_Task statement_. The whole listing should be written out again exactly.

_Supplied records_.
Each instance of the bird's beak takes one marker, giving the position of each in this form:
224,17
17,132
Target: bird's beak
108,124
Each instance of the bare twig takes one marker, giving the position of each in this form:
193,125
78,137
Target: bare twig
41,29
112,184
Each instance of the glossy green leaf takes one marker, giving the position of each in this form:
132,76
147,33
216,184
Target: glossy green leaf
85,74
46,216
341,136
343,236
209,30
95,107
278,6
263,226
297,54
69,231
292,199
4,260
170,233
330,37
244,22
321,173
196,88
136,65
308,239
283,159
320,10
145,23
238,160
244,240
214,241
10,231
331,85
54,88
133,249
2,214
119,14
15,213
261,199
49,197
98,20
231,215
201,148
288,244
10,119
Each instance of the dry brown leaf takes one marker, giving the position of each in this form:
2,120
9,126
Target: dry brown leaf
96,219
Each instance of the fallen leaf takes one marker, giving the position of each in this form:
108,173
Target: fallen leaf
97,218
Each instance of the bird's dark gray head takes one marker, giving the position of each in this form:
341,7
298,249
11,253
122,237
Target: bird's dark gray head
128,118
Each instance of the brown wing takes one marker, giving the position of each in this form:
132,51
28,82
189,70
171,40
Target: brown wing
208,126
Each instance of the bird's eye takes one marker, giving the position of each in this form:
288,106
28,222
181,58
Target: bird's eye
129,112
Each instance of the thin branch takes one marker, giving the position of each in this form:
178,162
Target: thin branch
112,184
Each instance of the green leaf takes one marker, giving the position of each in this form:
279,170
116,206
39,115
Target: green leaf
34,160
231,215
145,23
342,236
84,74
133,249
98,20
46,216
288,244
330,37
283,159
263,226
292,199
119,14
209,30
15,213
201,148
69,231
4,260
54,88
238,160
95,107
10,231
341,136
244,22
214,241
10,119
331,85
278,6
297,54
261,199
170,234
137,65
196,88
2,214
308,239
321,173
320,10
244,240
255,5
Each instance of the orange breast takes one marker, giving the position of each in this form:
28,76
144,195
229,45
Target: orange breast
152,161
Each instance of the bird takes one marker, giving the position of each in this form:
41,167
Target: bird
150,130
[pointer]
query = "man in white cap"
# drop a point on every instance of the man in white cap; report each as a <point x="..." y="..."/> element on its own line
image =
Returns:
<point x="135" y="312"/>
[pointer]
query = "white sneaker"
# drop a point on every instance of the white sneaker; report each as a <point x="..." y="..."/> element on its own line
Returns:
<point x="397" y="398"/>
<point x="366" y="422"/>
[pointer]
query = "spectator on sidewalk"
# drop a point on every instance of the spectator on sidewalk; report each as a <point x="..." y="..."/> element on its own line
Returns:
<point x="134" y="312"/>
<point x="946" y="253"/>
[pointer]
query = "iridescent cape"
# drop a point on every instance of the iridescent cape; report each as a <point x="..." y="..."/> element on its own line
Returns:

_Task answer_.
Each instance of the bird's beak takes one marker, giving the position of each in this form:
224,17
17,132
Target: bird's beak
108,124
Each instance of the bare twig takes one marker, giving the position of each in this form:
193,125
78,137
Target: bare twig
41,29
112,184
Each instance of the glossy green leaf takes one marker, giving the position of each in this form:
132,76
147,33
216,184
Target: glossy green leaf
85,74
46,216
341,136
343,236
209,30
95,107
278,6
263,226
297,54
69,231
292,199
4,260
170,233
330,37
244,22
321,173
196,88
136,65
308,239
283,159
320,10
145,23
238,160
244,240
214,241
10,231
331,85
54,88
133,249
2,214
119,14
15,213
261,199
49,197
98,20
231,215
201,148
288,244
10,119
Each instance of the dry brown leaf takes one marker, giving the position of each in this form:
2,120
9,126
Target: dry brown leaf
96,219
Each instance of the fallen leaf takes one marker, giving the position of each in this form:
108,173
Target: fallen leaf
97,218
Each instance of the bird's dark gray head takes one marker, giving the position of each in this form:
341,7
298,249
11,253
122,237
Target: bird's dark gray head
128,118
Each instance of the brown wing takes one marker, giving the position of each in this form:
132,51
28,82
189,70
171,40
Target: brown wing
208,126
Each instance of the bird's eye takes one marker, giving the position of each in this form:
288,106
28,222
181,58
Target: bird's eye
129,112
Each instance of the thin branch takes one marker, giving the position of each in this form:
178,162
Target: thin branch
112,184
Each instance of the green leaf takes one marker, giving the position of each in this form:
279,170
116,206
39,115
Target: green leaf
34,160
231,215
145,23
342,236
84,74
133,249
98,20
46,216
288,244
330,37
283,159
263,226
292,199
119,14
209,30
15,213
201,148
69,231
4,260
54,88
238,160
95,107
10,231
341,136
244,22
214,241
10,119
331,85
278,6
297,54
261,199
170,234
137,65
196,88
2,214
308,239
321,173
320,10
244,240
255,5
Each instance of the orange breast takes one marker, giving the position of each in this form:
28,76
144,195
229,45
Target: orange breast
152,161
Each instance of the bird takes one marker, giving the position of each in this form:
41,167
Target: bird
150,130
[pointer]
query = "man in white cap"
# drop a point on every instance of the man in white cap; report each as a <point x="..." y="..."/> element on its own line
image =
Returns:
<point x="135" y="312"/>
[pointer]
query = "white sneaker"
# drop a point on every instance of the white sneaker; report each as a <point x="..." y="..."/> element on its own line
Returns:
<point x="397" y="398"/>
<point x="366" y="422"/>
[pointer]
query = "spectator on sidewalk"
# drop a point on every instance of the spectator on sidewalk; report each as a <point x="..." y="..."/> element on its own line
Returns:
<point x="134" y="312"/>
<point x="946" y="253"/>
[pointer]
query = "iridescent cape"
# drop a point on every instance of the iridescent cape; report each as a <point x="..." y="..."/> element on its own line
Returns:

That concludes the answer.